Directive: Copy the material from the line containing "object=snow-dusted slope" through the end, swapping "snow-dusted slope" for "snow-covered hill" and leaving everything else as it is.

--- Begin Task input ---

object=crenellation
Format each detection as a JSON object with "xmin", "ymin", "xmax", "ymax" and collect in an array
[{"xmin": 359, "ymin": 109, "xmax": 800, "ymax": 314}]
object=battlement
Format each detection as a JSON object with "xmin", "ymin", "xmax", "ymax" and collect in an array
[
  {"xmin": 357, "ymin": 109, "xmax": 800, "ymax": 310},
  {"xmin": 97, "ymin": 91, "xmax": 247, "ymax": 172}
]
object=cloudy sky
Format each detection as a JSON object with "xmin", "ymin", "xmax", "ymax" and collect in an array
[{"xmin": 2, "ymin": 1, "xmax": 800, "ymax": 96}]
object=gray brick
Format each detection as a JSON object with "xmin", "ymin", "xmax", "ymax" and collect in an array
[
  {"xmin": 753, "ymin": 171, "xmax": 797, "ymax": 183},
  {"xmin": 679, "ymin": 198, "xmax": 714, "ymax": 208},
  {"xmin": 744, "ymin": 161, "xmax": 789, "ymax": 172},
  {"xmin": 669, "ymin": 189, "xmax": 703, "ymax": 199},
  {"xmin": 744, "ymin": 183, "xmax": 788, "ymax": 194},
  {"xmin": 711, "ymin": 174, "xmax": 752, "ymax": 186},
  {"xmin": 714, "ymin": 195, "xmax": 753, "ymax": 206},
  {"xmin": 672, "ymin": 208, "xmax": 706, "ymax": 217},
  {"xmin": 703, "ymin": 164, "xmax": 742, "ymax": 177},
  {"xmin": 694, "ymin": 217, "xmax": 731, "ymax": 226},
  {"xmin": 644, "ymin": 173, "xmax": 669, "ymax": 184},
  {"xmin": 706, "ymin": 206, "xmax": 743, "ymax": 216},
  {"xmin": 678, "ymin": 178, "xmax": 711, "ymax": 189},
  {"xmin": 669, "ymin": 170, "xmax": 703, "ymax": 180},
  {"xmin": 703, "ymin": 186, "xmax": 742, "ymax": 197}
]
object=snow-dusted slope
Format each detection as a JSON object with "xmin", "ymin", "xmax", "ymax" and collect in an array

--- End Task input ---

Exercise output:
object=snow-covered hill
Format each detection as a JSON object with "xmin", "ymin", "xmax", "ymax" and collect in an array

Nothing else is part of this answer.